実施課題 »
下の項目の最初の行から「[262,178,280,260]」を含む行まで、両端の行も含めてそのまま書き写してもらえますか。

対象項目 »
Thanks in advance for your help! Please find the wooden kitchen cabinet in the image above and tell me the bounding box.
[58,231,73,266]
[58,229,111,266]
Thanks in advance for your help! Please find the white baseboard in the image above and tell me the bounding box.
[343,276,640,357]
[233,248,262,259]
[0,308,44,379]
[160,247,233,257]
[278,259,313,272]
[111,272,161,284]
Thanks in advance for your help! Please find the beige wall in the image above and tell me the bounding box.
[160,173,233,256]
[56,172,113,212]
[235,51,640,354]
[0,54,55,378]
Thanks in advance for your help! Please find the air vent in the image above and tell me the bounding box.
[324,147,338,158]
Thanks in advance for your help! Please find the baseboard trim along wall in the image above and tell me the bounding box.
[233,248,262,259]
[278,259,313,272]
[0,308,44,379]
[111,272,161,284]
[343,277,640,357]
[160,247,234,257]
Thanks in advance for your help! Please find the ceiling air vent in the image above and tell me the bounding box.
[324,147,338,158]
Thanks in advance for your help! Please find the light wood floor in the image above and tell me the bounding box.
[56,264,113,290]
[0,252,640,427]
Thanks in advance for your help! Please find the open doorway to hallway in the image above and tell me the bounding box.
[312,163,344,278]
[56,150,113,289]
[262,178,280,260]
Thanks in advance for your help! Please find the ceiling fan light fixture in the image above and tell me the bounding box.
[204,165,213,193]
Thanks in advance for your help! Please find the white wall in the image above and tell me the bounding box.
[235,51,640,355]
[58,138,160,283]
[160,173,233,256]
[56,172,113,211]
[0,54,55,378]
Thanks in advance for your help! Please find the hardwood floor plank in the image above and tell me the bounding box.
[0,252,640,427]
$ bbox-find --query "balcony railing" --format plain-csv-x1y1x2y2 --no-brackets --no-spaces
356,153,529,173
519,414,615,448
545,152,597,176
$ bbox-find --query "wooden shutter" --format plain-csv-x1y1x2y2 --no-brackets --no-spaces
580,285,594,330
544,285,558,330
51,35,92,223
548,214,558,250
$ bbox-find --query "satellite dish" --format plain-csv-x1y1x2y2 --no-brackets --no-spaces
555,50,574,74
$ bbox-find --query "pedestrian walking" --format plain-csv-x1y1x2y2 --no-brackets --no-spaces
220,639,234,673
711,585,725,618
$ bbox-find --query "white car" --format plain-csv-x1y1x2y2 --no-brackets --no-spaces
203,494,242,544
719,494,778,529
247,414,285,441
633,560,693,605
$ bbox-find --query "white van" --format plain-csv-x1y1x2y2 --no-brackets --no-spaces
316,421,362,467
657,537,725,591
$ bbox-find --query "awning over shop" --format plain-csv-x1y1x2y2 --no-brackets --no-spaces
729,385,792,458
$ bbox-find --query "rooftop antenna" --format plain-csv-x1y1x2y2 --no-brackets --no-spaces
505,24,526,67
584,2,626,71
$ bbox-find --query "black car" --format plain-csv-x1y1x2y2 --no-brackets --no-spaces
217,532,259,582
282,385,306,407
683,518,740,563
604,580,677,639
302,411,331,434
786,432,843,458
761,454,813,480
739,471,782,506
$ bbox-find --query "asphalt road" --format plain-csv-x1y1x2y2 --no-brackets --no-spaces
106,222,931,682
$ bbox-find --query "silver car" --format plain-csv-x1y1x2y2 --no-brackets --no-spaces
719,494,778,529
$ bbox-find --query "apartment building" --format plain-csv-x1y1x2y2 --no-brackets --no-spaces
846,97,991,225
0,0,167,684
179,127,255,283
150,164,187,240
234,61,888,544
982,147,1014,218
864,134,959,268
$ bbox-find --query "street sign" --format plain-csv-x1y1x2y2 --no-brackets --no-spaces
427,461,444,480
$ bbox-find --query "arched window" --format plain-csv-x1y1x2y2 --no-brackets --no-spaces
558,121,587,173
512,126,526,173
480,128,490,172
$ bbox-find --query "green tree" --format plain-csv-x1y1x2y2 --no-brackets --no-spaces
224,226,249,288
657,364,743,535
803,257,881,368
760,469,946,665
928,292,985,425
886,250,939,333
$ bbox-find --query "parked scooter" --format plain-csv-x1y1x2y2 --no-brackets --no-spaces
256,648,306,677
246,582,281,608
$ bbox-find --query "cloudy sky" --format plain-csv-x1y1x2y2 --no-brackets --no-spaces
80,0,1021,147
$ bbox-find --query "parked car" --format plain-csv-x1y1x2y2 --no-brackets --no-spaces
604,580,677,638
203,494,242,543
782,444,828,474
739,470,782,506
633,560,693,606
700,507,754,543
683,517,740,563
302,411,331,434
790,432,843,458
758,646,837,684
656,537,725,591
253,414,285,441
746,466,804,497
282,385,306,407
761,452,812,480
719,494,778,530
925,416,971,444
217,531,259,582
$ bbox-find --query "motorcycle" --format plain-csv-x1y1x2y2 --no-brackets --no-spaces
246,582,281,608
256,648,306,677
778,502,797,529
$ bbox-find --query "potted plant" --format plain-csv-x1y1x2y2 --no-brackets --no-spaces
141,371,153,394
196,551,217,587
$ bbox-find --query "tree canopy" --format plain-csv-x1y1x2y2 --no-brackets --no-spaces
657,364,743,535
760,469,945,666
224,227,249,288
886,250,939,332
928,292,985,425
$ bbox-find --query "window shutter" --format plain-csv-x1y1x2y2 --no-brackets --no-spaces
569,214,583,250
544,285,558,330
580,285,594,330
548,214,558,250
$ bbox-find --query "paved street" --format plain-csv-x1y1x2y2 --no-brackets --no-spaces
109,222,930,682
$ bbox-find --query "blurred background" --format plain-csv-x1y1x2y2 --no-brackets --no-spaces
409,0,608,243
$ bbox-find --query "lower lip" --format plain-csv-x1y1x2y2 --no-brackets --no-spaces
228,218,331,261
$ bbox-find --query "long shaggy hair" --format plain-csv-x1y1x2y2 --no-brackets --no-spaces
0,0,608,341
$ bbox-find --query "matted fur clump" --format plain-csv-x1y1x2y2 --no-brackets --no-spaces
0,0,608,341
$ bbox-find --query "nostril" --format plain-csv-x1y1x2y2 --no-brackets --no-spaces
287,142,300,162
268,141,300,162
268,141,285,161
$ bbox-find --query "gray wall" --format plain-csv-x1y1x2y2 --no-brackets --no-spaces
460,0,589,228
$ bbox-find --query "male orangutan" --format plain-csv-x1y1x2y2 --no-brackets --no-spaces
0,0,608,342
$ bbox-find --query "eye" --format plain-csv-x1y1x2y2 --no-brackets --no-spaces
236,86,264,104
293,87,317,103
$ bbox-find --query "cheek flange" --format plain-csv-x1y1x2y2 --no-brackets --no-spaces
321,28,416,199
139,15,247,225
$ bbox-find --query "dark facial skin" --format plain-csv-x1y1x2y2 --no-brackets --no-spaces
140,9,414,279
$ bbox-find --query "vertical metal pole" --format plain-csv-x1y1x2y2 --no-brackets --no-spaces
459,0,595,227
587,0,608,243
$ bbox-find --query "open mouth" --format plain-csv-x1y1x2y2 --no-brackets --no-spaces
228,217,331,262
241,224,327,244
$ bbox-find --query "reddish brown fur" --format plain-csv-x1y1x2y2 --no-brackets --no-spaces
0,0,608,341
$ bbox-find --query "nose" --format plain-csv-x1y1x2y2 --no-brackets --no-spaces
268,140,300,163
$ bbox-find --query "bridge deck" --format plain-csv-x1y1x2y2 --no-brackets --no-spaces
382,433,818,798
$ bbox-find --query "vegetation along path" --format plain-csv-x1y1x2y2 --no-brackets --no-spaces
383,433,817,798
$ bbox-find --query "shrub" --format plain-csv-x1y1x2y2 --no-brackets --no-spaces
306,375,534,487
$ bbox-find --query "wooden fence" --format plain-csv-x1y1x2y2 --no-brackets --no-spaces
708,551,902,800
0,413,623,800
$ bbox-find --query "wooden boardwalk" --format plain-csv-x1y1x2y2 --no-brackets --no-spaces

出力結果 »
Thanks in advance for your help! Please find the wooden kitchen cabinet in the image above and tell me the bounding box.
[58,231,73,266]
[58,229,111,266]
Thanks in advance for your help! Please find the white baseboard in the image above and tell me the bounding box.
[343,276,640,357]
[233,248,262,259]
[0,308,44,379]
[160,247,233,257]
[278,259,313,272]
[111,272,161,284]
Thanks in advance for your help! Please find the beige wall in the image above and tell me the bounding box.
[160,173,233,256]
[56,172,113,212]
[235,51,640,354]
[0,54,55,378]
Thanks in advance for your help! Please find the air vent in the image above and tell me the bounding box.
[324,147,338,158]
Thanks in advance for your help! Please find the baseboard trim along wall in the image above and tell me the bounding box.
[233,248,262,259]
[278,259,313,272]
[0,308,44,379]
[111,272,161,284]
[343,277,640,357]
[160,247,234,257]
Thanks in advance for your help! Please find the ceiling air vent in the image above and tell me the bounding box.
[324,147,338,158]
Thanks in advance for your help! Please find the light wood floor in the image above and tell me the bounding box.
[56,264,113,290]
[0,252,640,427]
Thanks in advance for your help! Please find the open doorway to hallway in the image above and tell me the bounding box.
[312,163,344,278]
[56,150,113,289]
[262,178,280,260]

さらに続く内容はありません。